> **What the task asks**
Copy whichever lines of the data hold the word "largest".

> **Data**
——
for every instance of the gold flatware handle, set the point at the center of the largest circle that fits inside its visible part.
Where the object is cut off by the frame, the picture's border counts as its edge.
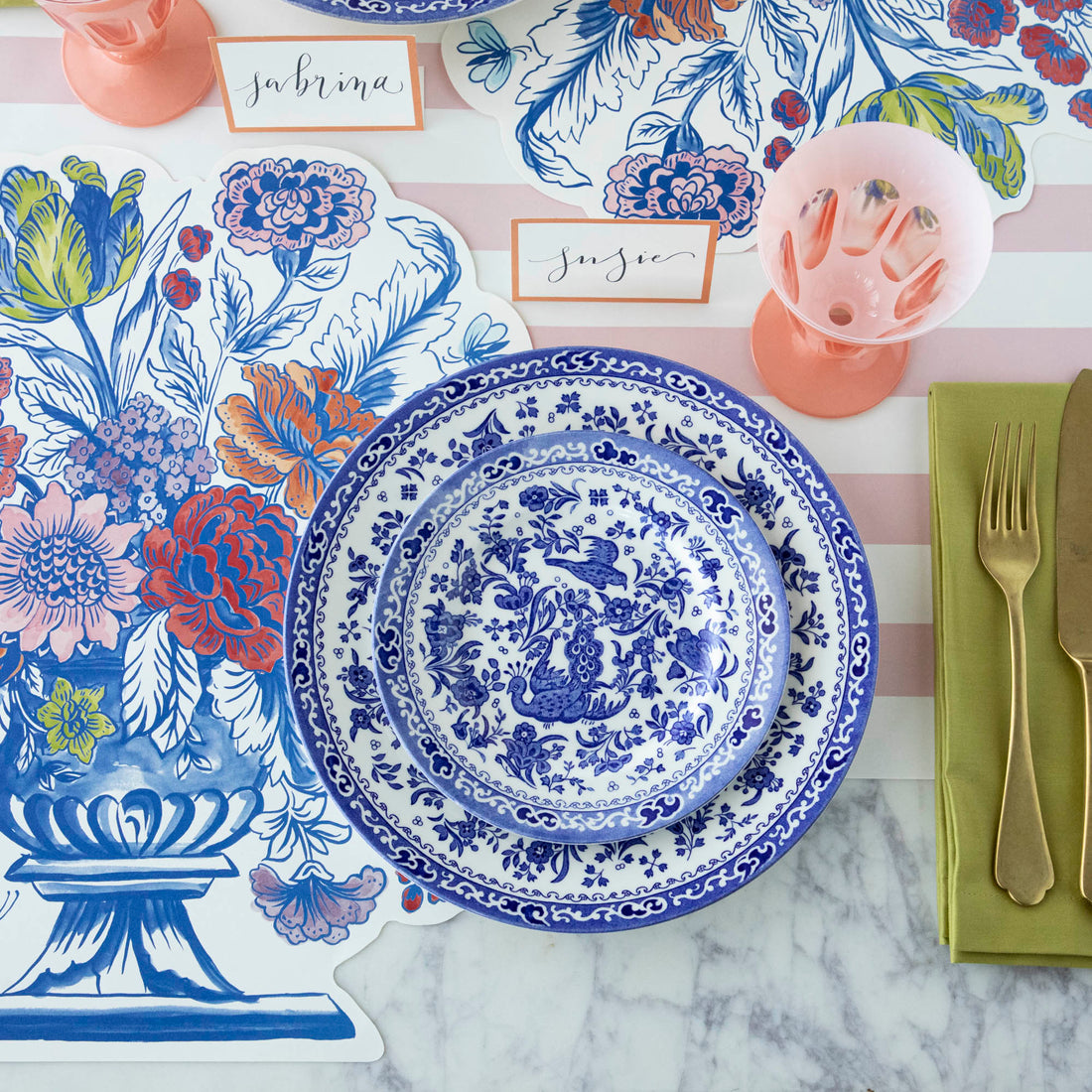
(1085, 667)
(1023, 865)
——
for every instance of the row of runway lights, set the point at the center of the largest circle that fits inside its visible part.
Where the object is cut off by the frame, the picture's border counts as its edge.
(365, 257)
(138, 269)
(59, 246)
——
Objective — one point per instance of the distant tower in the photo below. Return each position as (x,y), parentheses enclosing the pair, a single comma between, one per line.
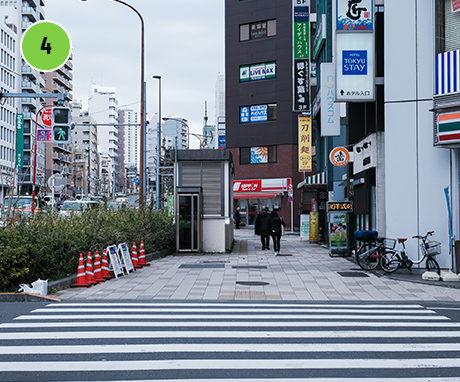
——
> **Exercise output**
for every instance of the gold flatware handle, set the point at the center of the largest circle that fits inside its visible part.
for every instance of the row of runway lights, set the point at the center of the largest circle that fits inside its visible part.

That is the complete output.